* **ESTRATTO FORNITO**
⁂

Giochi di predazione.
Il gioco è sempre la miglior scuola.
Quante volte abbiamo visto i nostri cani giocare a rincorrersi, e nella corsa urtarsi e fare a spintoni?... afferrarsi per il collo o per la coda, fermarsi un attimo, e poi ricominciare invertendosi nei ruoli?
In verità, la definizione ‘gioco’, è solo una maniera per determinare un’azione non aggressiva/offensiva. Quel che nella realtà sta accadendo, è una simulazione o perfezionamento di tecniche di predazione e tecniche di lotta.
L’istinto predatorio non è altro che, l’attitudine a porsi in agguato per l’inseguimento e l’accerchiamento della preda. Nell’istinto predatorio, l’aggressività intesa come azione volta a far male, non c’è. Ciò che chiamerà in atto l’aggressività, sarà il desiderio di catturare. Per aggressività s’intende solo il ‘serrare la bocca su alcunché’; tenere bloccato qualcosa con la bocca, non vuol dire dilaniarlo, vuol dire solo tenerlo fermo. Per desiderio di catturare, s’intende il bisogno di fermare la preda per impedirne l’azione di fuga, ne consegue che l’aggressività scaturita, non porterà al ferimento della preda. Saranno poi le circostanze, a far decidere la preda e il predatore, se e quando, interrompere/terminare o completare l’azione.

⁂

* **DATI FORNITI**
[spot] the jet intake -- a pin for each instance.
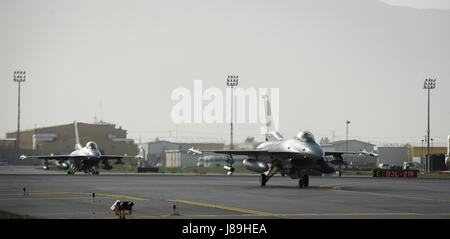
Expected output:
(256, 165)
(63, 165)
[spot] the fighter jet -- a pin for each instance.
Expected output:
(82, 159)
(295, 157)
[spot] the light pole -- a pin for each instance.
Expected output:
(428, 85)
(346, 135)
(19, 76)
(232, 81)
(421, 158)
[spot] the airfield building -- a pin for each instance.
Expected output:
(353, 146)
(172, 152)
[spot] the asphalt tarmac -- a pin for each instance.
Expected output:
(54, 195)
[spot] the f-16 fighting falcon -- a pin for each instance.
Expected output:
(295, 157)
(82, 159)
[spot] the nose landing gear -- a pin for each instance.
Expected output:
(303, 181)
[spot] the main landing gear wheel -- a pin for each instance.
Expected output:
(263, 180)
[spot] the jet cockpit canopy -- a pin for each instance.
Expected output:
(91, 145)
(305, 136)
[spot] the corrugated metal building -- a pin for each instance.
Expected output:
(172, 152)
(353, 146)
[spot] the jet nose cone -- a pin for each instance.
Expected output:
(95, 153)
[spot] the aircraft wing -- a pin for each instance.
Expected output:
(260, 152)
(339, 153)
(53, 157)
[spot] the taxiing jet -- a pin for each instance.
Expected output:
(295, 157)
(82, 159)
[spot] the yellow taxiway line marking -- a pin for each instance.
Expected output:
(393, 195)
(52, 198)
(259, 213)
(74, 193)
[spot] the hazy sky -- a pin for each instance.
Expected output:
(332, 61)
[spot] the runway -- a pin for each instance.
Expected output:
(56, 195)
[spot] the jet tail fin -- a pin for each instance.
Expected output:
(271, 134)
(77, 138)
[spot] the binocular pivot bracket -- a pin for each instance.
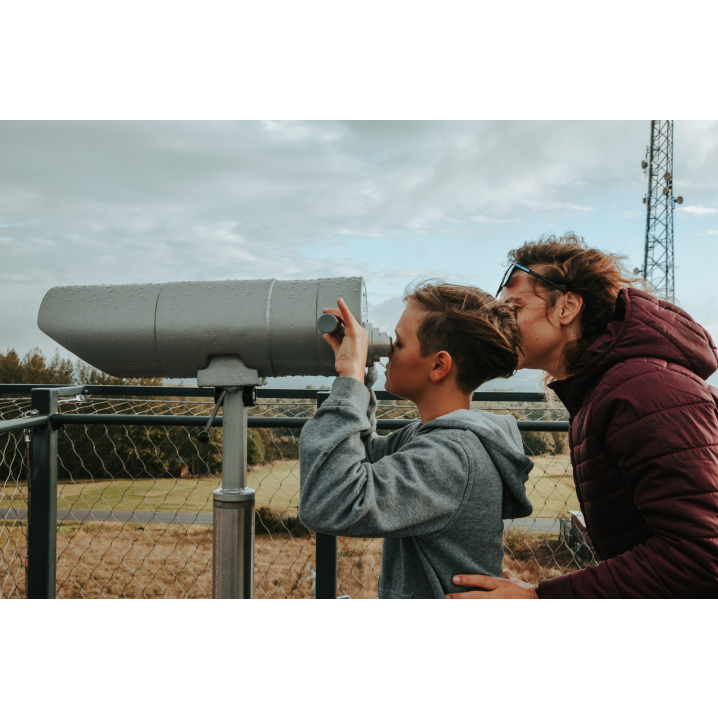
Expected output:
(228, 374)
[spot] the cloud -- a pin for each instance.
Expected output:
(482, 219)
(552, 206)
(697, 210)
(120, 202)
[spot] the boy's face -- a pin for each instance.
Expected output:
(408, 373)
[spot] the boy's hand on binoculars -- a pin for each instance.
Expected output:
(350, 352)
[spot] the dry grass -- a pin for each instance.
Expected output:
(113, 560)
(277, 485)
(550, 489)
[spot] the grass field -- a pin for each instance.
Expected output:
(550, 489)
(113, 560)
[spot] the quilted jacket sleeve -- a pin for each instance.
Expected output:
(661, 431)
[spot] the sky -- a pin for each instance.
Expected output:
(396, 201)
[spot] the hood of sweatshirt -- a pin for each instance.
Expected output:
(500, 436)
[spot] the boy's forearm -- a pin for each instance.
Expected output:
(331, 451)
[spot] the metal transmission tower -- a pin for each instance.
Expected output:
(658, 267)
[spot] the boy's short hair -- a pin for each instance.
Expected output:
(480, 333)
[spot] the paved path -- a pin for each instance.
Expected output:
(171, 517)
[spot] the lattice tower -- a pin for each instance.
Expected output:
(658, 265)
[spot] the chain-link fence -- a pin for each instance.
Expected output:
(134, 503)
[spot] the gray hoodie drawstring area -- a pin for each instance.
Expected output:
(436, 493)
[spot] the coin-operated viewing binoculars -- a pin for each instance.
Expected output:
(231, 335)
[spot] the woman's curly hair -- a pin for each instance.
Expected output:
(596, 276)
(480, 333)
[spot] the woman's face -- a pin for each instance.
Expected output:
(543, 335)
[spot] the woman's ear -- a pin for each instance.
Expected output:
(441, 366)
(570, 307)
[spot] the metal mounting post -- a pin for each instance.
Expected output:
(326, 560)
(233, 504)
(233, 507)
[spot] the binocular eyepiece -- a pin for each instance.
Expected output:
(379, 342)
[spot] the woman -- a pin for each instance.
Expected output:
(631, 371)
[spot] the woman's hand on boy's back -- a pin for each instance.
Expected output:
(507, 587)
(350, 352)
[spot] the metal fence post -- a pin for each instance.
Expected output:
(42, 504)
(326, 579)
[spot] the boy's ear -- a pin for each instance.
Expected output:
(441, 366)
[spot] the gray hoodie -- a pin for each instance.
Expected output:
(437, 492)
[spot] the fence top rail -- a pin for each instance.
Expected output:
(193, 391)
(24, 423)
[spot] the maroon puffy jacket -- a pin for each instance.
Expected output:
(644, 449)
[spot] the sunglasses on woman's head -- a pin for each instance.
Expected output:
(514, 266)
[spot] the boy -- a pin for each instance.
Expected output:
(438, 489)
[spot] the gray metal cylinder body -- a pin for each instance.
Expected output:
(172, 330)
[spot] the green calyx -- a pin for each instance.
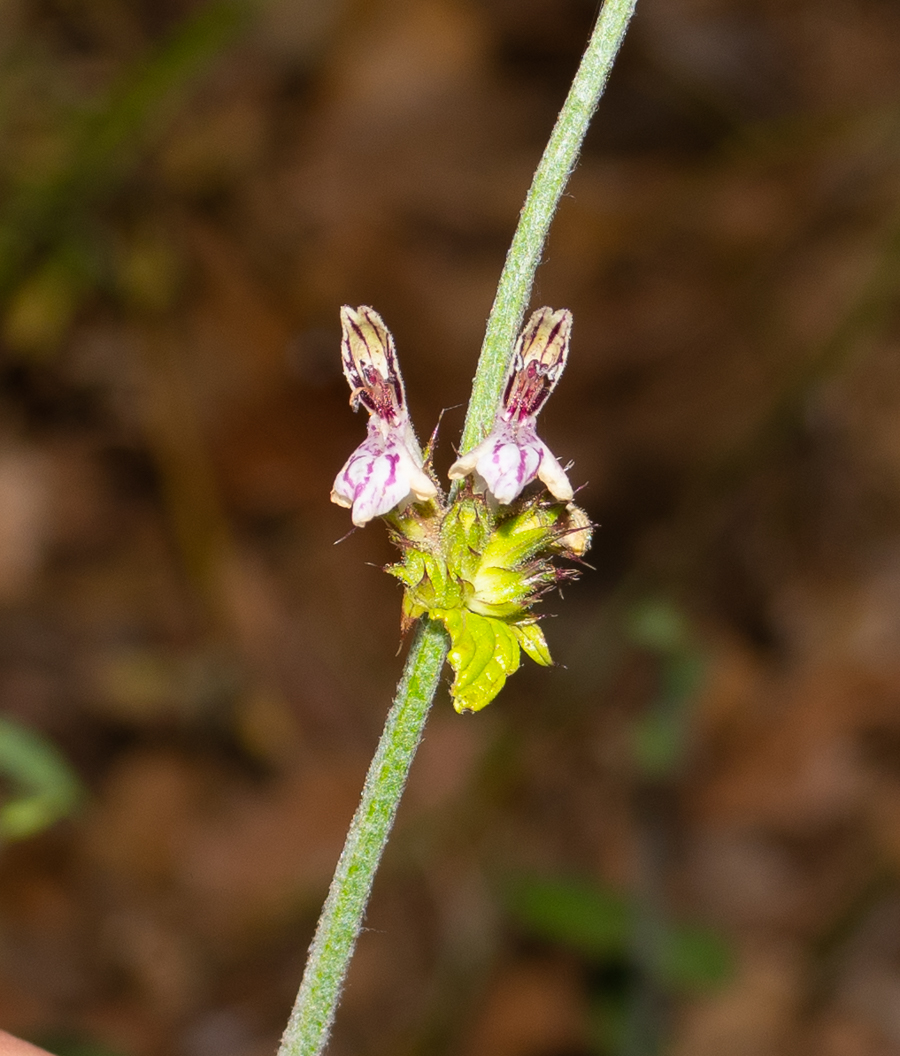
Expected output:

⁂

* **OBIETTIVO DELL'ESERCIZIO**
Ricopia dal testo sui giochi di predazione il passo che va da "Quante volte abbiamo" fino a "tecniche di lotta." compreso.

* **RISULTATO DELL'ESERCIZIO**
Quante volte abbiamo visto i nostri cani giocare a rincorrersi, e nella corsa urtarsi e fare a spintoni?... afferrarsi per il collo o per la coda, fermarsi un attimo, e poi ricominciare invertendosi nei ruoli?
In verità, la definizione ‘gioco’, è solo una maniera per determinare un’azione non aggressiva/offensiva. Quel che nella realtà sta accadendo, è una simulazione o perfezionamento di tecniche di predazione e tecniche di lotta.